● Information supplied
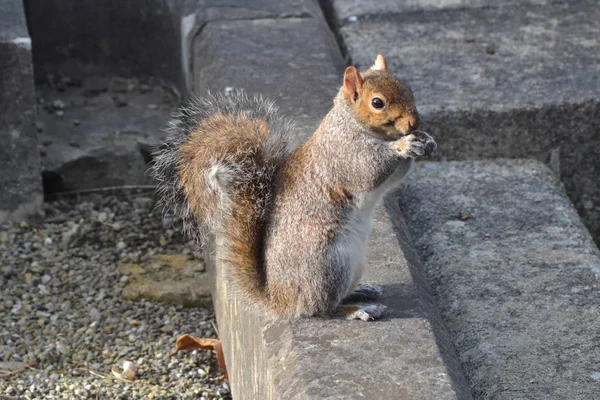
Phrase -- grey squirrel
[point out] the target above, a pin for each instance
(292, 226)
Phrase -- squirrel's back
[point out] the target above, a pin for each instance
(216, 171)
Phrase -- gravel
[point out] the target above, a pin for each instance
(61, 310)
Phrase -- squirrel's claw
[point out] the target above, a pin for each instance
(364, 312)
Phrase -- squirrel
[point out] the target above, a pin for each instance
(291, 227)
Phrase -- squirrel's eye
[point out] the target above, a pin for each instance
(377, 102)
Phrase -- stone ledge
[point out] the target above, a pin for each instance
(515, 81)
(405, 355)
(515, 272)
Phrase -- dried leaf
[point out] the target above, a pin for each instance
(128, 372)
(10, 368)
(462, 217)
(187, 342)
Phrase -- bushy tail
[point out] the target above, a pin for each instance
(217, 171)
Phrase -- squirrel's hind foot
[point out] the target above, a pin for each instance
(364, 292)
(364, 312)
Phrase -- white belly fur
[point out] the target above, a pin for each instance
(349, 249)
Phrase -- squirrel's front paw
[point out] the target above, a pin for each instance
(364, 312)
(415, 145)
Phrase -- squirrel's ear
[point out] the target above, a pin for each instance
(352, 83)
(380, 63)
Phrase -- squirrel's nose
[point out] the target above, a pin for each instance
(411, 123)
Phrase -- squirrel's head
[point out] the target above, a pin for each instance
(380, 100)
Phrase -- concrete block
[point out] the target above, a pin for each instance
(515, 272)
(218, 10)
(21, 182)
(104, 132)
(407, 355)
(141, 37)
(347, 10)
(519, 82)
(294, 61)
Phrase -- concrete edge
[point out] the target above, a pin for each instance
(299, 359)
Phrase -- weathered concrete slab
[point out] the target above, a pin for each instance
(101, 132)
(215, 10)
(521, 81)
(406, 355)
(141, 37)
(516, 273)
(21, 182)
(347, 10)
(294, 61)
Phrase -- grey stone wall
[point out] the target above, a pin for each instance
(20, 179)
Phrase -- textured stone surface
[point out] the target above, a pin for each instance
(516, 274)
(21, 193)
(346, 9)
(213, 10)
(141, 37)
(294, 61)
(405, 355)
(103, 133)
(519, 81)
(175, 279)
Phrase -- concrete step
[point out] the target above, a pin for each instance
(21, 182)
(516, 273)
(496, 79)
(296, 62)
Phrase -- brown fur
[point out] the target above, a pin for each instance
(291, 228)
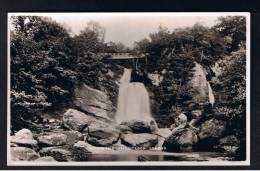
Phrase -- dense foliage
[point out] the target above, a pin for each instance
(41, 67)
(47, 62)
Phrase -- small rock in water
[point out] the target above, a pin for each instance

● The request
Shift every point coordinate by -56 and write out each of the lines in the stretch from the one containing "Phrase -- concrete step" through the last line, omitting the pictures.

● Solution to the problem
Phrase -- concrete step
[point out] the target above, a pin for each instance
(-35, 126)
(460, 217)
(440, 23)
(240, 6)
Phrase -- brown fur
[point out] the target above, a pin for each instance
(235, 172)
Phrase -- dense foliage
[point out] the target above, a pin for each instance
(-15, 11)
(-9, 6)
Phrase -- small rock in water
[point out] the target above, a pin for each instance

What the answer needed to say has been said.